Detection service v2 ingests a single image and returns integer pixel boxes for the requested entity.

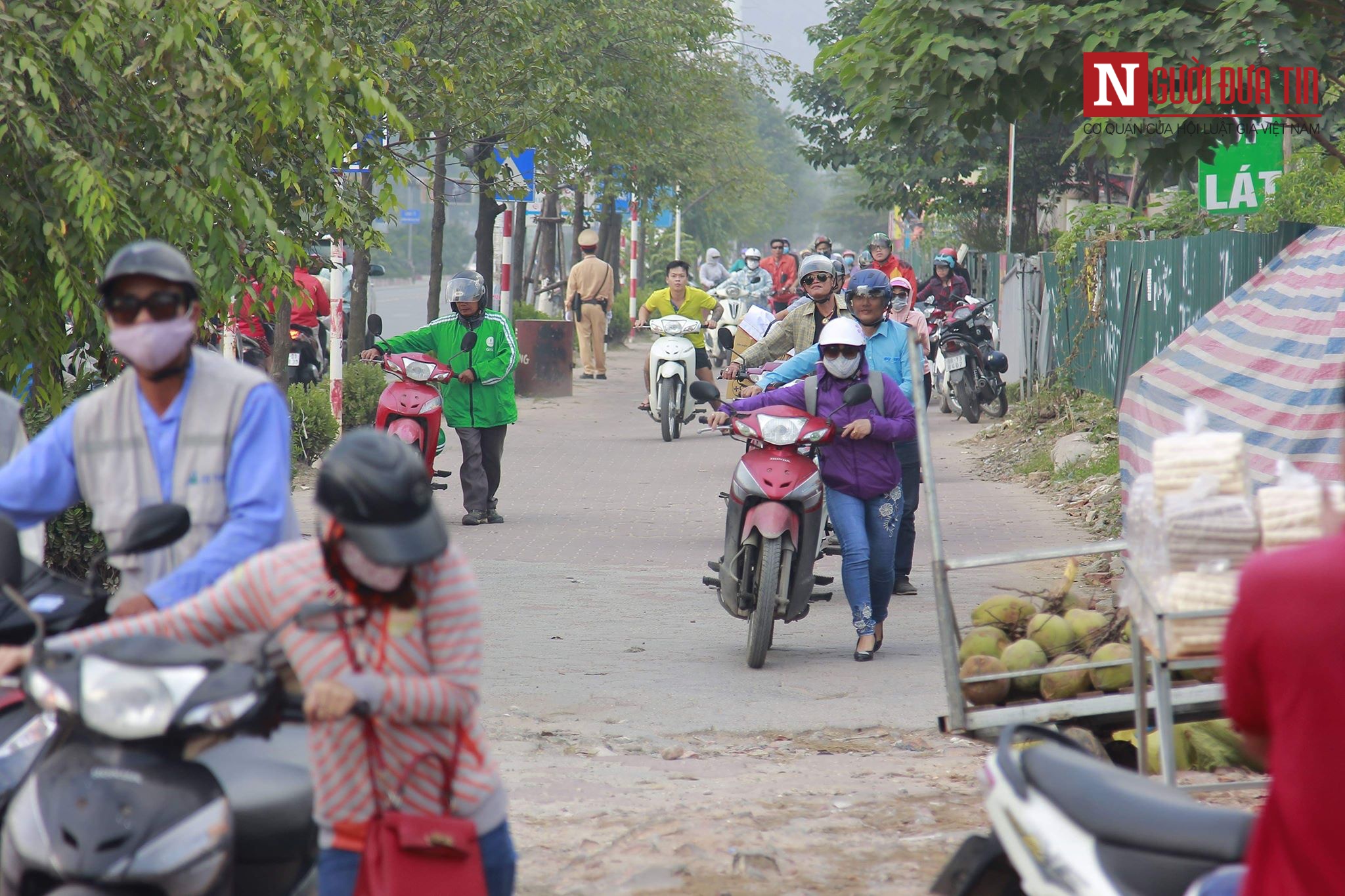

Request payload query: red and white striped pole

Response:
[500,203,514,320]
[627,194,640,337]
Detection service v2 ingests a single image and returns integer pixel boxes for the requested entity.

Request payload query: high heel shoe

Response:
[854,637,873,662]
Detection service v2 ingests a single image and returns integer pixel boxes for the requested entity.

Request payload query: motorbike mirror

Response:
[114,503,191,553]
[841,383,873,407]
[692,380,720,407]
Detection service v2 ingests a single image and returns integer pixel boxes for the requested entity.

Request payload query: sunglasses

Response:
[102,289,187,326]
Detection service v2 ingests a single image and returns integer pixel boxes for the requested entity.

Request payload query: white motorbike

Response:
[929,725,1252,896]
[650,314,701,442]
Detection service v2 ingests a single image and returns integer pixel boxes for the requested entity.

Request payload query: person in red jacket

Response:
[869,232,916,293]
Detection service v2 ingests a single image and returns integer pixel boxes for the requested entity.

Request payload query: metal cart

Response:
[909,331,1224,773]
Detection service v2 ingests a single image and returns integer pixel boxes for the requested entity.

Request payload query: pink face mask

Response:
[108,314,196,373]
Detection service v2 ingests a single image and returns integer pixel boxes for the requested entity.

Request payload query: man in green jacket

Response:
[361,271,518,525]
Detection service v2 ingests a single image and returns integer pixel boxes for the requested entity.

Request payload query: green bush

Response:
[289,380,336,466]
[340,362,387,430]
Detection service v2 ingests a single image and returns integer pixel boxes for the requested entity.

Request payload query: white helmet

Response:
[818,317,866,345]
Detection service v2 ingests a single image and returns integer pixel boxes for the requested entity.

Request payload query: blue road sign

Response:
[495,145,537,203]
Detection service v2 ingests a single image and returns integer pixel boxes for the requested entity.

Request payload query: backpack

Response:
[803,371,887,416]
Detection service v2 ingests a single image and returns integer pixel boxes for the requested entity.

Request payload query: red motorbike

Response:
[368,314,476,489]
[692,381,873,669]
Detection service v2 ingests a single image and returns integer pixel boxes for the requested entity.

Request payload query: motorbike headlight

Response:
[757,414,808,444]
[23,666,76,712]
[79,656,206,740]
[403,362,435,383]
[181,693,257,731]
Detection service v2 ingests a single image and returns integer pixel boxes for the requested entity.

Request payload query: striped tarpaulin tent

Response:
[1120,227,1345,492]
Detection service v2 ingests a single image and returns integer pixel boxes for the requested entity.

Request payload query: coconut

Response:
[1041,653,1090,700]
[961,657,1009,706]
[1065,610,1107,653]
[1000,638,1046,694]
[1088,643,1136,691]
[958,626,1009,662]
[971,594,1037,631]
[1028,612,1074,657]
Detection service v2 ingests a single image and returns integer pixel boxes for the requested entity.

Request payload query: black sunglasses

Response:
[102,289,187,326]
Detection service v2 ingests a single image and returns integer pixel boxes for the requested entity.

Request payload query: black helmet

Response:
[99,239,200,298]
[448,271,485,326]
[317,429,448,566]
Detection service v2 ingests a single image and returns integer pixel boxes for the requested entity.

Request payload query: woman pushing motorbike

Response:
[709,317,916,662]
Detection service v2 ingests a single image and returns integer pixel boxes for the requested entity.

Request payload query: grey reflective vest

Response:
[74,348,289,595]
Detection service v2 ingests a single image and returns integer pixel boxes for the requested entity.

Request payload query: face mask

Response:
[336,539,406,592]
[108,314,196,373]
[822,354,861,380]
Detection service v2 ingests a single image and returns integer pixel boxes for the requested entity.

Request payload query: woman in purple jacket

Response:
[710,317,916,662]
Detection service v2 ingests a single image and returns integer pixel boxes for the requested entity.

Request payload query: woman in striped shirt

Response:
[0,430,515,896]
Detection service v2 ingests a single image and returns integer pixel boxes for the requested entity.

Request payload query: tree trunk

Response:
[425,133,448,322]
[570,185,586,267]
[263,288,289,393]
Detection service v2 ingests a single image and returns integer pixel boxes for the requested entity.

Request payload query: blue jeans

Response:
[317,822,518,896]
[827,485,901,637]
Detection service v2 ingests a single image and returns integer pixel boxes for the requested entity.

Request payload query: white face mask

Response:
[336,539,406,591]
[822,354,861,380]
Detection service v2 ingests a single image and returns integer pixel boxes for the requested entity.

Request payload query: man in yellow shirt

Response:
[639,259,724,411]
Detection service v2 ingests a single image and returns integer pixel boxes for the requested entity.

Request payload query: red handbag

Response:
[342,626,487,896]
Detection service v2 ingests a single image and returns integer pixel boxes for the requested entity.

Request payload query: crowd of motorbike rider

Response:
[0,240,515,896]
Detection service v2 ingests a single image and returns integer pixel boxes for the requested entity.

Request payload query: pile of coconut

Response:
[958,560,1132,706]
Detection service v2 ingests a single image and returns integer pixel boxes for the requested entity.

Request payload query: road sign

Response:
[1197,121,1285,215]
[495,145,537,203]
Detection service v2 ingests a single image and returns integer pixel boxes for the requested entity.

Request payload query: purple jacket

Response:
[725,354,916,500]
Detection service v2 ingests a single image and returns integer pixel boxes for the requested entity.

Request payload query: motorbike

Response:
[367,314,476,489]
[931,298,1009,423]
[931,724,1252,896]
[692,380,873,669]
[648,314,701,442]
[0,505,322,896]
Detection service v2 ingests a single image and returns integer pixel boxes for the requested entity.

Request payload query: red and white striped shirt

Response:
[50,540,506,845]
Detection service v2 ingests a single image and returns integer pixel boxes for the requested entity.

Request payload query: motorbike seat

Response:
[200,739,317,864]
[1021,743,1254,864]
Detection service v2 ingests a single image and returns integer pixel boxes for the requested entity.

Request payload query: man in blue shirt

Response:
[759,268,924,595]
[0,240,299,615]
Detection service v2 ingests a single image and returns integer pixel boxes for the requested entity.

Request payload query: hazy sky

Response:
[730,0,827,102]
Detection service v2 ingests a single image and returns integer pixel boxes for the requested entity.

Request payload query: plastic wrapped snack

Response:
[1153,407,1251,508]
[1256,461,1330,549]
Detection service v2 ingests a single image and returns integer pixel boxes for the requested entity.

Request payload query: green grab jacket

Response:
[374,312,518,430]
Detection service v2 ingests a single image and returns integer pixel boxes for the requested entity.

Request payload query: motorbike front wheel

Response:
[748,536,784,669]
[958,376,981,423]
[659,379,672,442]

-----

#### What to do:
Find every line in the data above that contains the word "green" and copy each of those lines.

#### Exercise result:
Request payload query: man in green jacket
Request payload query: green bush
Request payload query: green grab jacket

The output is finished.